INSTRUCTION: Find every line in the material below that contains the string "green", and copy each one in full.
----- INPUT ROWS
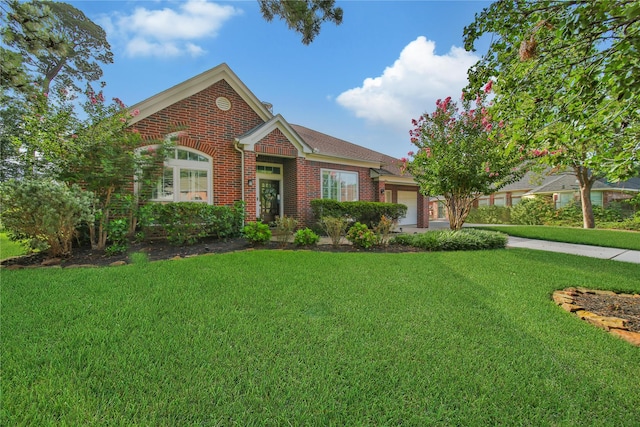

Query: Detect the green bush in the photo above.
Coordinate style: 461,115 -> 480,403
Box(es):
0,180 -> 95,257
293,228 -> 320,246
347,222 -> 378,249
242,221 -> 271,245
137,202 -> 244,245
275,215 -> 298,246
511,196 -> 555,225
373,215 -> 397,246
311,199 -> 407,228
392,228 -> 508,251
465,206 -> 511,224
320,216 -> 349,246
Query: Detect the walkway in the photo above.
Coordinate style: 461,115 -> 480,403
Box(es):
402,221 -> 640,264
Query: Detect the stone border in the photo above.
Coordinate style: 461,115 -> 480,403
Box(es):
553,287 -> 640,347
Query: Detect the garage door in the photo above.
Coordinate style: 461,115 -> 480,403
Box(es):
398,191 -> 418,226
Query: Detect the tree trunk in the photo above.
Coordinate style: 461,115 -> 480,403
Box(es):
575,166 -> 596,228
445,194 -> 475,230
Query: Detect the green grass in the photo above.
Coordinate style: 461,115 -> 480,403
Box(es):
0,232 -> 26,260
0,249 -> 640,426
474,225 -> 640,250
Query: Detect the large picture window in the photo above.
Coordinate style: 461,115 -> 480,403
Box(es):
144,148 -> 212,203
322,169 -> 358,202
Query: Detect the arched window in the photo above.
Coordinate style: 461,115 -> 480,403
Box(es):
143,147 -> 213,204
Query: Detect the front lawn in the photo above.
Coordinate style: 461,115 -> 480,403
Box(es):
474,225 -> 640,251
0,249 -> 640,426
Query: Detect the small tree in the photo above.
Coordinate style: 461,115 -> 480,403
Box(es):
402,87 -> 527,230
0,179 -> 93,257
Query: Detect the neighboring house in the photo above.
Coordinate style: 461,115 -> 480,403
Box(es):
429,172 -> 640,219
131,64 -> 429,227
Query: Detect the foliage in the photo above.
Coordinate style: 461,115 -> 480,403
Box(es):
511,196 -> 555,225
258,0 -> 342,45
467,205 -> 511,224
0,232 -> 26,260
311,199 -> 407,228
319,216 -> 349,246
293,228 -> 320,246
465,0 -> 640,228
105,218 -> 129,255
0,180 -> 94,257
346,222 -> 378,249
373,215 -> 398,246
2,0 -> 113,93
392,228 -> 508,251
137,202 -> 244,245
242,220 -> 271,245
402,90 -> 528,230
275,215 -> 298,246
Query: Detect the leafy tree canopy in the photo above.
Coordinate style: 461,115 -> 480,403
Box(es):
258,0 -> 342,45
465,0 -> 640,228
1,0 -> 113,93
403,83 -> 530,230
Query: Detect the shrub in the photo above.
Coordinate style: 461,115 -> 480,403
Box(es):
275,215 -> 298,246
242,221 -> 271,245
311,199 -> 407,228
293,228 -> 320,246
373,215 -> 397,246
466,206 -> 511,224
347,222 -> 378,249
511,196 -> 555,225
320,216 -> 349,246
136,202 -> 244,245
393,228 -> 508,251
105,218 -> 129,255
0,180 -> 95,257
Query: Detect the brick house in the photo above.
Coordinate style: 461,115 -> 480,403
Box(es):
131,64 -> 429,227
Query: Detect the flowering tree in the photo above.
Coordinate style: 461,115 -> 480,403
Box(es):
402,86 -> 529,230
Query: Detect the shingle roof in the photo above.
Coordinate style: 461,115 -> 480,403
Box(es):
291,125 -> 402,176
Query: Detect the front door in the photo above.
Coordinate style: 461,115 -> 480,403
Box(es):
260,179 -> 280,224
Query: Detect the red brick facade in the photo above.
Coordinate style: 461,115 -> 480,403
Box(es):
133,65 -> 428,225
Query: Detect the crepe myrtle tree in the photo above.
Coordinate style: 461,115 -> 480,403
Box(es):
402,82 -> 531,230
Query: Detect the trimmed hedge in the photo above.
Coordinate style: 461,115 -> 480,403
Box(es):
311,199 -> 407,228
138,202 -> 244,245
392,228 -> 509,251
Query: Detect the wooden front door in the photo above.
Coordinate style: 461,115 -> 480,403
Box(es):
260,179 -> 280,224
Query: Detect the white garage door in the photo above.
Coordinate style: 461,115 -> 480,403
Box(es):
398,191 -> 418,226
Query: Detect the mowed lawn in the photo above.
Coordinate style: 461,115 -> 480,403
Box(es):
0,249 -> 640,426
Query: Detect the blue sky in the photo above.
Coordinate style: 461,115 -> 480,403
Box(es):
69,0 -> 490,157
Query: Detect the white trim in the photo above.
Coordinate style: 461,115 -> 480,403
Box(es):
236,114 -> 313,157
129,63 -> 273,125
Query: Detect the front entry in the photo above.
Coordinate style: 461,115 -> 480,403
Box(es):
259,179 -> 280,224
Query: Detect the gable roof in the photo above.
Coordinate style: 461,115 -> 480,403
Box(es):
----------
OUTPUT FOR THIS TASK:
Query: Detect the green bush in the photo above.
Query: Detect the green grass in the photo above.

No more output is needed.